▶ EXTRACT
+===+

Fire safety is a critical skill for dispersed campers. Campfires and the risk of wildfires are the biggest LNT issue related to dispersed camping. Always check the area you are visiting to learn the local fire restrictions and abide by any fire bans or policies.

Utilize existing fire rings where possible, keep fires small and manageable, supervise them at all times, and fully extinguish them before leaving. We recommend putting fires out until they are cold to the touch: be sure you have enough water available to extinguish your campfire.

If you do not need a campfire, it is sometimes easier to skip it and do your cooking using a stove and fuel. This is the lowest possible impact form of dispersed camping.

Wildlife Encounters

Wildlife encounters, while awe-inspiring, require preparation and respect. Secure your food, understand how to safely interact with wildlife, and always maintain a respectful distance to protect both yourself and the animals.

If you are dispersed amping with pets or dogs, keep them leashed and under control at all times to avoid negative interactions like chasing or killing wildlife.

+===+

▶ OBJECTIVE 1
In the dispersed camping text, until what point should campfires be put out?
▶ OBJECTIVE 2
Repeat everything in the dispersed camping text from "Fire safety is" down to "extinguish your campfire.".
▶ OBJECTIVE 3
Continue the dispersed camping text from its last sentence.

▶ RECORDED INFORMATION
+===+

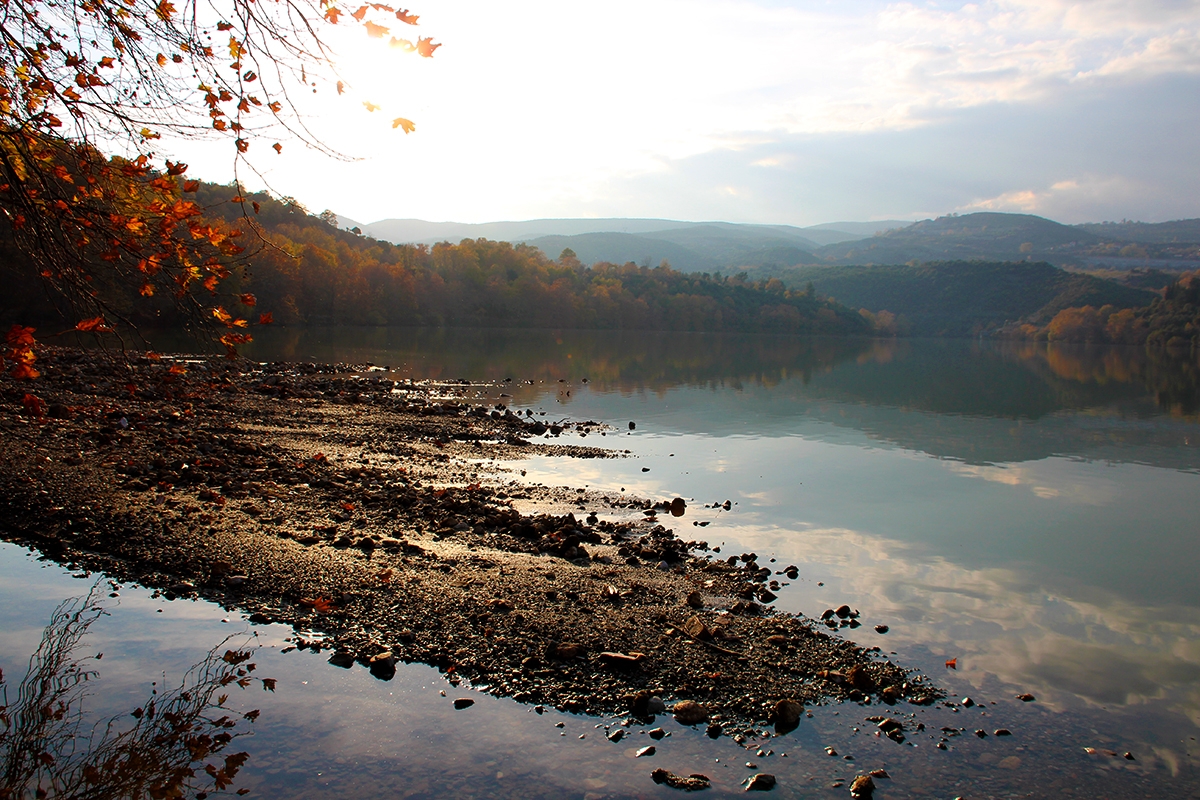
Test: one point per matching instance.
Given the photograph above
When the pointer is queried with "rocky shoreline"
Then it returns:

+===+

▶ RIGHT ANSWER 1
Until they are cold to the touch.

▶ RIGHT ANSWER 2
Fire safety is a critical skill for dispersed campers. Campfires and the risk of wildfires are the biggest LNT issue related to dispersed camping. Always check the area you are visiting to learn the local fire restrictions and abide by any fire bans or policies.

Utilize existing fire rings where possible, keep fires small and manageable, supervise them at all times, and fully extinguish them before leaving. We recommend putting fires out until they are cold to the touch: be sure you have enough water available to extinguish your campfire.

▶ RIGHT ANSWER 3
Finding the Perfect Camping Spot

Finding the ideal location to set up camp while dispersed camping involves more than just picking a spot with a great view. It’s about balancing the desire for solitude and immersion in nature with the responsibility of preserving the wilderness for future generations.

Here’s how to select your home away from home, ensuring minimal impact on the environment while enjoying the best that nature has to offer.

Choose a Previously Used Site

When deciding where to camp, aim for an area that shows signs of previous use. Look for indicators such as tire tracks, established fire rings, or areas cleared for tents. Opting for these sites helps prevent the expansion of impacted areas and protects untouched natural habitats. Remember, the best campsite is one that requires no alteration.

Minimize Campsite Creep

The concept of “campsite creep” refers to the gradual expansion and degradation of camping areas due to repeated use. To combat this, select sites that are already bare, avoiding pristine or vegetated areas. The goal is to find a spot where you can enjoy the scenery without contributing to environmental degradation.

Proximity to Roads and Water Sources

Compliance with national forest regulations is key when camping near roads or water sources. Distances from roadways vary by forest, so it’s crucial to research the specific guidelines of your destination. Always camp on bare soil and maintain a distance of at least 200 feet from any water source to protect against erosion and contamination.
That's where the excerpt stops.